-- Your assignment --
Up to and including the line with "column 458, row 297", please set down the entries below exactly, starting from the first line.

Start of Data provided

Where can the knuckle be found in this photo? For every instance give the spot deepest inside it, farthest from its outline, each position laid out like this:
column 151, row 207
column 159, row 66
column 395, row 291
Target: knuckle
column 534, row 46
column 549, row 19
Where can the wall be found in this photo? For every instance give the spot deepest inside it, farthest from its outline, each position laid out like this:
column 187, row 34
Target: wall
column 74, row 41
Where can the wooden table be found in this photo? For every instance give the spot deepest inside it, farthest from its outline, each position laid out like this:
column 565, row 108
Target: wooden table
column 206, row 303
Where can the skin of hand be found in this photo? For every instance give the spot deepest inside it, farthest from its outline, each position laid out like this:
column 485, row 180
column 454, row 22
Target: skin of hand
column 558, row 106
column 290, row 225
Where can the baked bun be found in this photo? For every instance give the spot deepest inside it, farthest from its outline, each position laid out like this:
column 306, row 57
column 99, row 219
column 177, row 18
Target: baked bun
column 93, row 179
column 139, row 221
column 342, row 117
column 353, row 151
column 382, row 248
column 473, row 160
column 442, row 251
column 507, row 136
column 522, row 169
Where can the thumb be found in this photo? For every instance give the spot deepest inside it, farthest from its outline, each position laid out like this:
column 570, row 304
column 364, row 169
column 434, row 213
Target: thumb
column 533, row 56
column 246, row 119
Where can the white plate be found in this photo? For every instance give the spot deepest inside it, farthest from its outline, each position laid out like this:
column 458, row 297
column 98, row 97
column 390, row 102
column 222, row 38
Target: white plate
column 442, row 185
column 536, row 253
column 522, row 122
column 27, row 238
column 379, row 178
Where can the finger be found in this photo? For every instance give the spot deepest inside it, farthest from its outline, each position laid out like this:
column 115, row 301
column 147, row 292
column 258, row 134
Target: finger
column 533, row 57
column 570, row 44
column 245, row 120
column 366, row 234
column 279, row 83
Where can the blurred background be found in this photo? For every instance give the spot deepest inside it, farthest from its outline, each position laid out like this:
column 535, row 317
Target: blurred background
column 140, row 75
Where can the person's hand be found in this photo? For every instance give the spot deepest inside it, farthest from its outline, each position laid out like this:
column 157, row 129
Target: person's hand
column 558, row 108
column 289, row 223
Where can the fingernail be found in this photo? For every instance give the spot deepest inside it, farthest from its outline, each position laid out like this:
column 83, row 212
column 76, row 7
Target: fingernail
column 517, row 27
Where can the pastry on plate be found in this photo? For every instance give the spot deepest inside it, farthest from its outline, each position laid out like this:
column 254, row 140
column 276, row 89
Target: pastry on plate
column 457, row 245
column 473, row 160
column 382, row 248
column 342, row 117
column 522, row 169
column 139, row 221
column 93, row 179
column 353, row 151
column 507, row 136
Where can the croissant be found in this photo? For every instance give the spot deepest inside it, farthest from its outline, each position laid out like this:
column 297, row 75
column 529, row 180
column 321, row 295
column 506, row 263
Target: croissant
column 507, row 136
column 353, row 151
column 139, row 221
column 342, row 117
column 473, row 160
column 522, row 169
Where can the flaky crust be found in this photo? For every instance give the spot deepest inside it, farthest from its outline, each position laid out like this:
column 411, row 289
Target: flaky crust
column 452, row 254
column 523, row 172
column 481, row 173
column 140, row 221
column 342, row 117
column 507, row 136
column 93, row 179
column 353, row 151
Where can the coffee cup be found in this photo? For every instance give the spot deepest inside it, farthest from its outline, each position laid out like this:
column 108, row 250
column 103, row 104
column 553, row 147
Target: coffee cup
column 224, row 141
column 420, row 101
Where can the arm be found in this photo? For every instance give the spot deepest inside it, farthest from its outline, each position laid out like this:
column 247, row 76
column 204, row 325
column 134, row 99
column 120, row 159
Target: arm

End of Data provided

-- Exercise solution --
Where can the knuckle be found in this photo? For every instance give the spot deepest inside it, farthest from its outline, each position laid out like this:
column 151, row 207
column 159, row 66
column 395, row 291
Target: knuckle
column 534, row 46
column 549, row 19
Where can the wall be found in this photo? For every instance give the spot deepest inside it, farthest from its outline, each position laid out like this:
column 187, row 34
Target: wall
column 74, row 41
Where can the wooden table be found in this photo? For every instance give the spot deepest inside it, farthest from its outline, each position laid out like this:
column 565, row 108
Target: wooden table
column 206, row 303
Where can the skin of hand be found in this photo? For every instance give the spot deepest inside it, farthest from its outline, each position laid out like this:
column 485, row 180
column 454, row 22
Target: skin of hand
column 558, row 106
column 290, row 225
Where can the baked bun be found in this photo? For every instance give the spot deepest inside it, farthest from its outline, each position laid out like this:
column 306, row 57
column 99, row 219
column 177, row 18
Target: baked bun
column 93, row 179
column 139, row 221
column 342, row 117
column 353, row 151
column 382, row 248
column 473, row 160
column 442, row 251
column 507, row 136
column 522, row 169
Where can the thumb be found in this photo? For every instance give the spot deepest inside it, farthest from its outline, each position laid out like this:
column 570, row 304
column 364, row 169
column 434, row 213
Target: thumb
column 533, row 56
column 246, row 119
Where can the white plate be found in this photo? For every instance give the spot deepest inside it, farthest from its outline, each position laid out like this:
column 458, row 297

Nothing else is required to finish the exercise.